__Assignment__: Go to the line in the entries below that holds "Query: owl's talon" and repeat exactly from there through the line that holds "written like <point>376,69</point>.", inclusive.

__Materials provided__:

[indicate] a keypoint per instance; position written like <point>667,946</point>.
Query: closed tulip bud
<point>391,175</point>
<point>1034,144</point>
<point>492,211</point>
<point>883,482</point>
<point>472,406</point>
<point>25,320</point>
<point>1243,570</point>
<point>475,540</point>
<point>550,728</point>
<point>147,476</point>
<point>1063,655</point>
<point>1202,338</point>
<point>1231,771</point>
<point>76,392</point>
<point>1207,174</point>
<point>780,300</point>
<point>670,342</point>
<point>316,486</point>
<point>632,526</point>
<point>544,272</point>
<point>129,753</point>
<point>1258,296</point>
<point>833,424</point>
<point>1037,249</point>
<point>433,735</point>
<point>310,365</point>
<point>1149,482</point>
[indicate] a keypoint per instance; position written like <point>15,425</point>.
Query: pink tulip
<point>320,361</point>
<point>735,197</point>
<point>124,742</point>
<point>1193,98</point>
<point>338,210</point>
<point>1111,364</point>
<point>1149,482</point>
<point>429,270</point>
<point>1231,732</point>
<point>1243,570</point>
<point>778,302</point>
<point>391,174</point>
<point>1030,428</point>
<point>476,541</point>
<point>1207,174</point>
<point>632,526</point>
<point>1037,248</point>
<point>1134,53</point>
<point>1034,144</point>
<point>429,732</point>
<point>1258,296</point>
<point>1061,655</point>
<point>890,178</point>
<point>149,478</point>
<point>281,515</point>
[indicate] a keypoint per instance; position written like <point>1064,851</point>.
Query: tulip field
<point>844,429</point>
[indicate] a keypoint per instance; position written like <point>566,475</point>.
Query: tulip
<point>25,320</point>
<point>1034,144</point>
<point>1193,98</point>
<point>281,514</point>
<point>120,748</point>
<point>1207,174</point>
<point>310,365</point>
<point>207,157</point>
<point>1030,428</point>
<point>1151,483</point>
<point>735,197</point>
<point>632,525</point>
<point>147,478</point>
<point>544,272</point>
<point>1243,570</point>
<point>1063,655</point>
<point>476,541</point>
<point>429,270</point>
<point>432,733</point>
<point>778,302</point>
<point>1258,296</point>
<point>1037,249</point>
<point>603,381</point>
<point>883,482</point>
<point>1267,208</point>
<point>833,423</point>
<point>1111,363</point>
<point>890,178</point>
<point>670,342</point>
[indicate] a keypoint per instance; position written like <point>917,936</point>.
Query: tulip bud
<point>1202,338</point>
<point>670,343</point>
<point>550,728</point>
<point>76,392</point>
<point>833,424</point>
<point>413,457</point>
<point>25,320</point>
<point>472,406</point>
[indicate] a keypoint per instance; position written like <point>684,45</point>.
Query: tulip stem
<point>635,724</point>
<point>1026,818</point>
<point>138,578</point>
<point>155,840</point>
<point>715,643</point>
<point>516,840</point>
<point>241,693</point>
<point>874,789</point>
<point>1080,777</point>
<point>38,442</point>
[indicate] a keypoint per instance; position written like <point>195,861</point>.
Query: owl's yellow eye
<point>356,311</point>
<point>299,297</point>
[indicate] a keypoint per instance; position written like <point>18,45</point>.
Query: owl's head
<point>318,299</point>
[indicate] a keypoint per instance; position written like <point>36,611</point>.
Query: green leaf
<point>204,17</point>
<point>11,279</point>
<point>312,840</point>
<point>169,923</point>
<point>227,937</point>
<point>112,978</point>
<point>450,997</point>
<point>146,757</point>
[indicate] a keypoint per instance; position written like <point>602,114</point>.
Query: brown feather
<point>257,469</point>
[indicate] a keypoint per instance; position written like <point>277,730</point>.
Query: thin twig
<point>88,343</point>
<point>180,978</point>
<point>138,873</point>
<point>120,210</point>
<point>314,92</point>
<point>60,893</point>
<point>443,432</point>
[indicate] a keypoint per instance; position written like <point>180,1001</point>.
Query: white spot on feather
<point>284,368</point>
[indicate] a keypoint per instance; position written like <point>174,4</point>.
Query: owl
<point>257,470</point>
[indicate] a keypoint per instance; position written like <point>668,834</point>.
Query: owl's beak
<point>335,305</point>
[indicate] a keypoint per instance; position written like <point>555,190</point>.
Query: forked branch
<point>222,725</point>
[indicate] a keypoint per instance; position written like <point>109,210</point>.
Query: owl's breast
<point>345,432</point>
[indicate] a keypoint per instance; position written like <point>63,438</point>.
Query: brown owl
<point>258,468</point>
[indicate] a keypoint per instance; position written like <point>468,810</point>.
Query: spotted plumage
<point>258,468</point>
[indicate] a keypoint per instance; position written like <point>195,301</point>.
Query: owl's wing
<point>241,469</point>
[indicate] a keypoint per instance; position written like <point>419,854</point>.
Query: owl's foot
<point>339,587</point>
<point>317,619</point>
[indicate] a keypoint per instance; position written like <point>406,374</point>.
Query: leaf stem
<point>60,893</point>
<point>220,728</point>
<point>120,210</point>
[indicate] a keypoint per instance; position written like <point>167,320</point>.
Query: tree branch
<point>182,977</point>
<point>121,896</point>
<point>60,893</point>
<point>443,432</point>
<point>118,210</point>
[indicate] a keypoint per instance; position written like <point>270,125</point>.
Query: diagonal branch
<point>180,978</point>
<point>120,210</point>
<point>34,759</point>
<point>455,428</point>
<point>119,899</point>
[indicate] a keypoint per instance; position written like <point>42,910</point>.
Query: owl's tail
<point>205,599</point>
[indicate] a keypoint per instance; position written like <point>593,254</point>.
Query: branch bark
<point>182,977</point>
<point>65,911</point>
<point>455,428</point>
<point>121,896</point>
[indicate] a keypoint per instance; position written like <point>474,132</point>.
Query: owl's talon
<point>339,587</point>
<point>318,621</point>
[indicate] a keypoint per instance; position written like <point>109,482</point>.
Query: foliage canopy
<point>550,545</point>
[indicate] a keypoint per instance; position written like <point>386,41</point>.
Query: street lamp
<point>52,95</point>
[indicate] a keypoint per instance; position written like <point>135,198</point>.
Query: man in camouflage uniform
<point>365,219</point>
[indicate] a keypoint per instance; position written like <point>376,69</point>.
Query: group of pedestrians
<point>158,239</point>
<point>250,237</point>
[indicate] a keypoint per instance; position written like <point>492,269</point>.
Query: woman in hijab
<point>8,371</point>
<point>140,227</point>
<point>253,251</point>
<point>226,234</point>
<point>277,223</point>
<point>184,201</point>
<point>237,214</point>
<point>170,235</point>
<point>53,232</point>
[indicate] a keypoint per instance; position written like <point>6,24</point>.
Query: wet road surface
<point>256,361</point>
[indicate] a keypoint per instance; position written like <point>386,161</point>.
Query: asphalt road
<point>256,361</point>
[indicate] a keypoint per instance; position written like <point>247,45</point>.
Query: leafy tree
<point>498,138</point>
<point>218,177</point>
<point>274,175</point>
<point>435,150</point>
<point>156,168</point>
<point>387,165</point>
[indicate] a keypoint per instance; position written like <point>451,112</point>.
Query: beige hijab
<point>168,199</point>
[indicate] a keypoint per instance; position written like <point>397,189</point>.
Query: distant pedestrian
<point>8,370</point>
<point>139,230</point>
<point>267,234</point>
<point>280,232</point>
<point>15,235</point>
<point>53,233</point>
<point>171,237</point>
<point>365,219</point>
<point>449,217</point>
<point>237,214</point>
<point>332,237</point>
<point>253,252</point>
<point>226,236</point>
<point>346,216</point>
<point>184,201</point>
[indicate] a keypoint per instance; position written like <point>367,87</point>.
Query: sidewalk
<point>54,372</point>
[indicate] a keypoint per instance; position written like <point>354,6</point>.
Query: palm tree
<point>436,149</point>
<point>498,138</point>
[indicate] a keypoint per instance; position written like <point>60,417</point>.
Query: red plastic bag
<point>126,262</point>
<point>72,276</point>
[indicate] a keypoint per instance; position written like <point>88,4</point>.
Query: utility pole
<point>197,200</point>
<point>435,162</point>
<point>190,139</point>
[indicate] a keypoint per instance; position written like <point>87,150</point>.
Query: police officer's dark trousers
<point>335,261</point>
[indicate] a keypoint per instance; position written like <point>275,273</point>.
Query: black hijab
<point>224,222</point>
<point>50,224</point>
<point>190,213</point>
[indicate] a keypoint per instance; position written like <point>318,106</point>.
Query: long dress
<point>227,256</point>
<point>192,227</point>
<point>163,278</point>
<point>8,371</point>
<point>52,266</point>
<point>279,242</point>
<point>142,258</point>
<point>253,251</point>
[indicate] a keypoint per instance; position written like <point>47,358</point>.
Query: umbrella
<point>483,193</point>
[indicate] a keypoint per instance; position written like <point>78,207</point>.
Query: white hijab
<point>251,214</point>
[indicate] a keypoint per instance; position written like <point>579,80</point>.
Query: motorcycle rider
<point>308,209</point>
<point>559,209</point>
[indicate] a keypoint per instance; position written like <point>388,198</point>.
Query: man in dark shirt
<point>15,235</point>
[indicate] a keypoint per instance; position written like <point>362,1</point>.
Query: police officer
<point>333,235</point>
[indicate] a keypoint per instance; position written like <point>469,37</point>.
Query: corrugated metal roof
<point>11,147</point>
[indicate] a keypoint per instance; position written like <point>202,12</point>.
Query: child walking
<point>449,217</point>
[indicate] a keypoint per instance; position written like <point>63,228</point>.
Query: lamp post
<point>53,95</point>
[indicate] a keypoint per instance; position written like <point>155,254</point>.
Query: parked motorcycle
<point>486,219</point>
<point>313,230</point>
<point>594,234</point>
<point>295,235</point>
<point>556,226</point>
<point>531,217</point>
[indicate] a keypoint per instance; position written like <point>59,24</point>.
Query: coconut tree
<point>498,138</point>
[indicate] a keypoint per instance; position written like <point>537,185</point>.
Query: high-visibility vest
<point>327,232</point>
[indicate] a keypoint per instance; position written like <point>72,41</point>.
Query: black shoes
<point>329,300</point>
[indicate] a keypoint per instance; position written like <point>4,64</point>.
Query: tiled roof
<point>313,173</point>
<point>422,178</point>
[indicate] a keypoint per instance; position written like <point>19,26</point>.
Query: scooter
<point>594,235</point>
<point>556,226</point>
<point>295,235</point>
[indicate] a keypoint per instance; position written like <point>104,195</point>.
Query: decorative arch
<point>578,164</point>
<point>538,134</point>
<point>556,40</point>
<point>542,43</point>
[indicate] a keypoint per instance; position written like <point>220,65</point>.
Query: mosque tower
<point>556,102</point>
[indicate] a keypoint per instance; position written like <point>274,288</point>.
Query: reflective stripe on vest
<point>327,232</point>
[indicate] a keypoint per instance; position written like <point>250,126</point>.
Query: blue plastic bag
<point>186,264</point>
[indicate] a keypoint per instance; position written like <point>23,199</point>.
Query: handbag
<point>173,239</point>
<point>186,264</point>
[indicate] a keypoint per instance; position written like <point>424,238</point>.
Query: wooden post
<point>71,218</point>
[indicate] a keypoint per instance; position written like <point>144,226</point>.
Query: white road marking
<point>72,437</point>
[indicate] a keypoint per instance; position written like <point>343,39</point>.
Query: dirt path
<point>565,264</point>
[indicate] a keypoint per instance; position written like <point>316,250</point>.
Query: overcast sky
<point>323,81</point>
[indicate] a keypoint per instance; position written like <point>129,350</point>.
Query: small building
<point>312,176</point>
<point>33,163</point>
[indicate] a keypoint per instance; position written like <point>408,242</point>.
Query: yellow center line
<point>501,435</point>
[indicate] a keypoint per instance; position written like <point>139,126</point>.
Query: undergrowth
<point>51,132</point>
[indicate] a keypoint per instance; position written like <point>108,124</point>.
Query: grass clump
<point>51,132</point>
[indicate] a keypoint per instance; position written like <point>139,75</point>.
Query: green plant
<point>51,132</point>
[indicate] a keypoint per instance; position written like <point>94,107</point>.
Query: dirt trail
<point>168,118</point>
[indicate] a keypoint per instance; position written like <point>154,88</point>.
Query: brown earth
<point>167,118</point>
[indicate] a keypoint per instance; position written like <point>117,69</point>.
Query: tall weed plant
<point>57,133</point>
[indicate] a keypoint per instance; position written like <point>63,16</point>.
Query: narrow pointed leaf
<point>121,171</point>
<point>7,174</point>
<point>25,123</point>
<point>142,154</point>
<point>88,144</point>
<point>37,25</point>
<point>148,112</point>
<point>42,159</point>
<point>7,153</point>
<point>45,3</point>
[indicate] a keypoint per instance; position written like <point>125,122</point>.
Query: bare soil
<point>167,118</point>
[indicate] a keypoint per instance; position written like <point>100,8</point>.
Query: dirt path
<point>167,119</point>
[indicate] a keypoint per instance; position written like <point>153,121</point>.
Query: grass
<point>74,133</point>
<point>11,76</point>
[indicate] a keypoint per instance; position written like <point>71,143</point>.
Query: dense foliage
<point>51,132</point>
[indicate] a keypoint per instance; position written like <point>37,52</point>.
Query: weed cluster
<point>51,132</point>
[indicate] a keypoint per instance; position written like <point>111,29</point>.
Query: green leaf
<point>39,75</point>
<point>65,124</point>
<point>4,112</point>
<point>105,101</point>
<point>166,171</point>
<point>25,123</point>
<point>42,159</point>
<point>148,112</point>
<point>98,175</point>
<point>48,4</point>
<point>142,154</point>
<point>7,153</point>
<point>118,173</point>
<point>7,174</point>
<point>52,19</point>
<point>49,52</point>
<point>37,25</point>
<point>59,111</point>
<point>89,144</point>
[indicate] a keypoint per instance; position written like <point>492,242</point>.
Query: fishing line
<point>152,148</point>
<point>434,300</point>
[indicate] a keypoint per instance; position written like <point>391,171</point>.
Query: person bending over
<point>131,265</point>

__Response for this exercise__:
Query: owl's talon
<point>339,587</point>
<point>318,621</point>
[indicate] a keypoint per instance; position written like <point>109,482</point>.
Query: foliage canopy
<point>550,545</point>
[indicate] a keypoint per instance; position written like <point>386,41</point>.
Query: street lamp
<point>52,95</point>
[indicate] a keypoint per instance; position written like <point>135,198</point>.
Query: man in camouflage uniform
<point>365,219</point>
[indicate] a keypoint per instance; position written like <point>376,69</point>.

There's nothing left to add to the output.